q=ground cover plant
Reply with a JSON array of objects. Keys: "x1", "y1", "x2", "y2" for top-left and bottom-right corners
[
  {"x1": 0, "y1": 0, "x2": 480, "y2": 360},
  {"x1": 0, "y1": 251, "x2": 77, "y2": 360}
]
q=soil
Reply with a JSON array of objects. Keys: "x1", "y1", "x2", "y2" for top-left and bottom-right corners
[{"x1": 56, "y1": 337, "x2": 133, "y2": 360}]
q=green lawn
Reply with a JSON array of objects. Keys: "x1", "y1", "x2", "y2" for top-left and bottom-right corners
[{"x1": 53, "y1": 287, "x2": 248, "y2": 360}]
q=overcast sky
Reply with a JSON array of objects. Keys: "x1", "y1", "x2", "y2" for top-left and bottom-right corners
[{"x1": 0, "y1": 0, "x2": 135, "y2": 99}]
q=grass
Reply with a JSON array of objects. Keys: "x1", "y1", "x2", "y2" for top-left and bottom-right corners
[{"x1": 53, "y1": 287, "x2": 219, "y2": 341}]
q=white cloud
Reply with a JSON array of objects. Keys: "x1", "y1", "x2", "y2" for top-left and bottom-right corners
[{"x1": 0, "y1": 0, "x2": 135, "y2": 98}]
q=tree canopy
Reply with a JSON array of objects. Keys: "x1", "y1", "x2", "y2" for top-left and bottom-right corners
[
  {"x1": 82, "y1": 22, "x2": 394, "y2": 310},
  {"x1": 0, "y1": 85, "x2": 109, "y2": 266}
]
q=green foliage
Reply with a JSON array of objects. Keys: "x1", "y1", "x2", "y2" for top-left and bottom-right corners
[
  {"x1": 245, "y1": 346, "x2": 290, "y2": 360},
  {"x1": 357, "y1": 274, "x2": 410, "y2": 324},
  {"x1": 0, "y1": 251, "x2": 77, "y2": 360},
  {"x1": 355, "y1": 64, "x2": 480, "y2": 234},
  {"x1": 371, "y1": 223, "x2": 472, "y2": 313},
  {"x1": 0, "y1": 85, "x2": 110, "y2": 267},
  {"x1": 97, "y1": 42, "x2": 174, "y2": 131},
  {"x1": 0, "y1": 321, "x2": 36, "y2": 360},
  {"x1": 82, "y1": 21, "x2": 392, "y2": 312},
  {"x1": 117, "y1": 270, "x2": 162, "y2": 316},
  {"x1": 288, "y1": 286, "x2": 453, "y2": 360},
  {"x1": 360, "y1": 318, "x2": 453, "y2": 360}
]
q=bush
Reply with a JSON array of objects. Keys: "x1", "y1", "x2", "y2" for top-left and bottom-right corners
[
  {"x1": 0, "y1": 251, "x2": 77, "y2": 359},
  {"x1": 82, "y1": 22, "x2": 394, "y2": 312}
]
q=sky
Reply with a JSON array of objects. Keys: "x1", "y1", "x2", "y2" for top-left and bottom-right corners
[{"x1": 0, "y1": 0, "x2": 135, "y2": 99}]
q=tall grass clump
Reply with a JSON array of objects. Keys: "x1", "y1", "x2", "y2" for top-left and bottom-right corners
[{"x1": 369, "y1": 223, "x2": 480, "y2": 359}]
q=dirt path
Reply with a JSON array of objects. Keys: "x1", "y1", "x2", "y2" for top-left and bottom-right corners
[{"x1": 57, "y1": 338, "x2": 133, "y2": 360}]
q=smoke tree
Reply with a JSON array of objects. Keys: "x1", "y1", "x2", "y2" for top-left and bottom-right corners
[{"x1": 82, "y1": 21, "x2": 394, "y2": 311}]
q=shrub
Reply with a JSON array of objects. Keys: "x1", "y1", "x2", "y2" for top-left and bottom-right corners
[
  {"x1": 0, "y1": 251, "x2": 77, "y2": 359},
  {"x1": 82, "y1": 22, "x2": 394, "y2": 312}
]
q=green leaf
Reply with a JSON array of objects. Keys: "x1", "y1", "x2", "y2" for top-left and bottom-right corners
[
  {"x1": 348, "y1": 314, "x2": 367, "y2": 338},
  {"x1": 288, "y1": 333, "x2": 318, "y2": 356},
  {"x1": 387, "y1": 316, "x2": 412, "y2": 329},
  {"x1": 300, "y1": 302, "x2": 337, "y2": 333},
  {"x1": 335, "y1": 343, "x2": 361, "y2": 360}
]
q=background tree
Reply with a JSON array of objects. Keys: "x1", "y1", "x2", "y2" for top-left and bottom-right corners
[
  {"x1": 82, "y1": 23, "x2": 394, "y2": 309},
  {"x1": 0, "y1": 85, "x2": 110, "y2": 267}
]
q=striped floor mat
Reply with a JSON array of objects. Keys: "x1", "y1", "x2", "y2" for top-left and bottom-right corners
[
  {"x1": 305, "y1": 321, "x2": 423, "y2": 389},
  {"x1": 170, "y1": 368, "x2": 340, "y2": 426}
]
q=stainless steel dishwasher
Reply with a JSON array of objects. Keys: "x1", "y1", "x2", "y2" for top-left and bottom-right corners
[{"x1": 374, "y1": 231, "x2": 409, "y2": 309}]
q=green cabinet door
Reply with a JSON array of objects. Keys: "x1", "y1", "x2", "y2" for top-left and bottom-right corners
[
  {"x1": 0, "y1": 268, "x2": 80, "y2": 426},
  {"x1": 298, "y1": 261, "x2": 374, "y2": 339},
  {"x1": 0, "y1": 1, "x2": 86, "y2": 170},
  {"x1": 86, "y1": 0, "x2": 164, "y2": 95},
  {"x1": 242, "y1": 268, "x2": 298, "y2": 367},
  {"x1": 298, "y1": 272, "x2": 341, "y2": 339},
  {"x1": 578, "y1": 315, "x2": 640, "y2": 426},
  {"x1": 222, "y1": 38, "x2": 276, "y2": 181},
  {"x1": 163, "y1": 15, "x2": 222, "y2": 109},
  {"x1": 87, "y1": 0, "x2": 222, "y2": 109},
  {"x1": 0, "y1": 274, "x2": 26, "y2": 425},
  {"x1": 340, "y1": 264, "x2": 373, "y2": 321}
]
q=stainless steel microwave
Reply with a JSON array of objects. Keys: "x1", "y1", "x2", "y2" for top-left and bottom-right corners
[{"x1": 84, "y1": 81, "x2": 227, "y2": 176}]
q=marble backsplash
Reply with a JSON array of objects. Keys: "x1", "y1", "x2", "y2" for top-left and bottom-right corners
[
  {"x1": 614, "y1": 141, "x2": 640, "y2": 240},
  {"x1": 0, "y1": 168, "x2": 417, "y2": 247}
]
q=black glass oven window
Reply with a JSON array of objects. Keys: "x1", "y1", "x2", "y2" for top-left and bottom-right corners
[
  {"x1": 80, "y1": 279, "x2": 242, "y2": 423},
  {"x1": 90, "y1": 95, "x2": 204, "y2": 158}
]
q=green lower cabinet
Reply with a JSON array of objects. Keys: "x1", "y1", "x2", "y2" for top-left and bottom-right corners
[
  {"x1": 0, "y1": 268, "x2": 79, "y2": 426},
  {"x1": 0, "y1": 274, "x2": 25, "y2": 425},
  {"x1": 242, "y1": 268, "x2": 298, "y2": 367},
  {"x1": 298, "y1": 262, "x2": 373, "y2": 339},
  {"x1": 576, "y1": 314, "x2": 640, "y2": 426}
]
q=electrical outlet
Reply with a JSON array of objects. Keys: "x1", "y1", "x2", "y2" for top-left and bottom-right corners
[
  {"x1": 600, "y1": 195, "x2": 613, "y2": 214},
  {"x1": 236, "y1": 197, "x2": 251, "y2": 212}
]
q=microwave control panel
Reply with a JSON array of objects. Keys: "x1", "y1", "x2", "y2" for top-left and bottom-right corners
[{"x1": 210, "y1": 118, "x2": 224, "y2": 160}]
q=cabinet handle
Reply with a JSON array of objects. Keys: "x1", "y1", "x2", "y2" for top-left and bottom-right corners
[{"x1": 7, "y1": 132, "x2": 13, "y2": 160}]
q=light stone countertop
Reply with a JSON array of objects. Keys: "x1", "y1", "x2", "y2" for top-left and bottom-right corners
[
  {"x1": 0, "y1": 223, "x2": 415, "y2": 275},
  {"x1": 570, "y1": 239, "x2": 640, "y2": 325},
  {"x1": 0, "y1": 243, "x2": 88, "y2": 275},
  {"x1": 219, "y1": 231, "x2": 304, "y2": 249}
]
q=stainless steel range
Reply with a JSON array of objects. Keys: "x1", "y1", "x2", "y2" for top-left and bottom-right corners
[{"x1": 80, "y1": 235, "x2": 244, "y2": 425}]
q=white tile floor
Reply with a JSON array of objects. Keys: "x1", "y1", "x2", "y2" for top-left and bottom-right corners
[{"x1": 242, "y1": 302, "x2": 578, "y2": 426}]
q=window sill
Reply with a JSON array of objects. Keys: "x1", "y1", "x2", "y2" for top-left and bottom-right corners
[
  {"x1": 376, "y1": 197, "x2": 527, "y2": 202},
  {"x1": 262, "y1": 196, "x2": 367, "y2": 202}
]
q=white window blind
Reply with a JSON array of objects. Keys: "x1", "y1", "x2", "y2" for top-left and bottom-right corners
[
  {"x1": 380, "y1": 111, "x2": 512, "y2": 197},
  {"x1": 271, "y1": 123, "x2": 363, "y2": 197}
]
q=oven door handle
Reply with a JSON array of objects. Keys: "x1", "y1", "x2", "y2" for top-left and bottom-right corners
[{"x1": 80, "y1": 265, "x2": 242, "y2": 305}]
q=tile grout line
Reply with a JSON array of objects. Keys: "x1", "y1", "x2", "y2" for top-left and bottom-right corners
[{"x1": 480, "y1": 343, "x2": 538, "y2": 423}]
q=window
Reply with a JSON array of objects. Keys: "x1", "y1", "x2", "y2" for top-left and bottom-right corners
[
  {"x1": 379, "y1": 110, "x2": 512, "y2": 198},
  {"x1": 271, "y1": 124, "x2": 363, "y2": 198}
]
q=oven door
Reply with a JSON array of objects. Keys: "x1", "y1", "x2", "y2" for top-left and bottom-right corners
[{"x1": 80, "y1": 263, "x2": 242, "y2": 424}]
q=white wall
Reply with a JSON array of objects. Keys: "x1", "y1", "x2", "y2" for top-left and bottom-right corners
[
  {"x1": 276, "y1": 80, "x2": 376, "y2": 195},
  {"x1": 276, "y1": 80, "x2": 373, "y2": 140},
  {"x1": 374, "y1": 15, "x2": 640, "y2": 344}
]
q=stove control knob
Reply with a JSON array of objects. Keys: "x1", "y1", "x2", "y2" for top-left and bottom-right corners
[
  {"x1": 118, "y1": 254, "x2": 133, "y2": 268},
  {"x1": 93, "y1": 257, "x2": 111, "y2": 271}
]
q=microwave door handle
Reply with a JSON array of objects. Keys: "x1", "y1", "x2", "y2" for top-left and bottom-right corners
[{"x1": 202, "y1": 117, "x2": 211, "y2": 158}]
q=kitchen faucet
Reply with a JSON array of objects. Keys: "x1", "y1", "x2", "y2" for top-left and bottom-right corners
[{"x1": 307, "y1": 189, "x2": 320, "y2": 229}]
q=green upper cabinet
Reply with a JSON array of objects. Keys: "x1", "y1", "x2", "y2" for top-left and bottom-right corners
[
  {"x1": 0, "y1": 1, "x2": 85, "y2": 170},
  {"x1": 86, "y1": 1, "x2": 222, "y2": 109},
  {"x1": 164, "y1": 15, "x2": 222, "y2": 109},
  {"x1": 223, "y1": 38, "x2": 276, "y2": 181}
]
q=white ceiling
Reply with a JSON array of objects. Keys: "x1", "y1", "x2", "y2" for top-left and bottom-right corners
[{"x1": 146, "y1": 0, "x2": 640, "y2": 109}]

▶ **Instructions to follow**
Reproduce, without alteration, the stretch of entries from the line containing "q=white ceiling" through the end of the entries, including both ends.

▶ **Result**
q=white ceiling
Reply with a JSON array of objects. Keys: "x1", "y1", "x2", "y2" for top-left and bottom-right corners
[{"x1": 146, "y1": 0, "x2": 640, "y2": 109}]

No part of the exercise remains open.